# [Stated exercise]
Exactly as given, write out the lines from the one containing "of the pile" through the end of the listing, with both ends included and nothing else.

# [Extracted data]
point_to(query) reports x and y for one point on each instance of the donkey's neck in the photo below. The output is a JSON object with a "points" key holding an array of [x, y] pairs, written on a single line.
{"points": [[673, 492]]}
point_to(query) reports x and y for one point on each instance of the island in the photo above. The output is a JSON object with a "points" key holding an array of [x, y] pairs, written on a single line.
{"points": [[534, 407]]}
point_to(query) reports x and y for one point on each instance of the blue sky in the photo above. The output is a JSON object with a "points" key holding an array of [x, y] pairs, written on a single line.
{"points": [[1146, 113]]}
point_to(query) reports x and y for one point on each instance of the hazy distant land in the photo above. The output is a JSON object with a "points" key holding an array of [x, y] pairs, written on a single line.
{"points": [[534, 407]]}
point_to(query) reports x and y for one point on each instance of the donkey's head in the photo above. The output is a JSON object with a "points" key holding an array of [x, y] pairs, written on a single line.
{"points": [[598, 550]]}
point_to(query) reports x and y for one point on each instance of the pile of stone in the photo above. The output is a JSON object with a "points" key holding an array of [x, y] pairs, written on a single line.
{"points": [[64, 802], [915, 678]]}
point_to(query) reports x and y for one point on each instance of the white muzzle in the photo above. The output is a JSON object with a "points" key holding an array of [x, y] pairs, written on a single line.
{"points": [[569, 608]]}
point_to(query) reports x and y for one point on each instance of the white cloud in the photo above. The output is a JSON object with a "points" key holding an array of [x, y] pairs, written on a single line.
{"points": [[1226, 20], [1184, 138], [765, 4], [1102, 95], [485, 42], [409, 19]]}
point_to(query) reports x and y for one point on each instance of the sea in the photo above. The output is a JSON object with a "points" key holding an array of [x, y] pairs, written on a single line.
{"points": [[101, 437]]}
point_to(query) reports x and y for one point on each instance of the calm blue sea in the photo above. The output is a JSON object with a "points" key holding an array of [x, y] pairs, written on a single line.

# [Response to this exercise]
point_to(query) reports x and y for one point on each instance of the pile of stone in the photo above. The output is a JSON object with a "points" key holding an array of [x, y] pairs, written on a single line.
{"points": [[64, 802], [915, 678]]}
point_to(query) reports x and y for one point on each instance of the white muzzle in the photo above. The output is a JSON object with a "points" key holding an array of [x, y] pairs, written on a single line.
{"points": [[569, 608]]}
point_to(query) reports x and y for one point on each instance of the white cloud in the photo above. The output is a JSON object with a "points" key holding an array of [x, y] pairs, written on a single line.
{"points": [[1226, 20], [1184, 138], [765, 4], [1102, 95], [485, 42], [409, 19]]}
point_to(query) reports x and y for one point on each instance of the sea in the photo above. The output is a JSON object with a "points" key holding an array of [x, y] pairs, written on a single line.
{"points": [[101, 437]]}
point_to(query) reports x and y for one point on each instance of the calm blue sea in the photo above. The output is a JSON object with a "points" key holding an array of [x, y] pairs, written on a single line.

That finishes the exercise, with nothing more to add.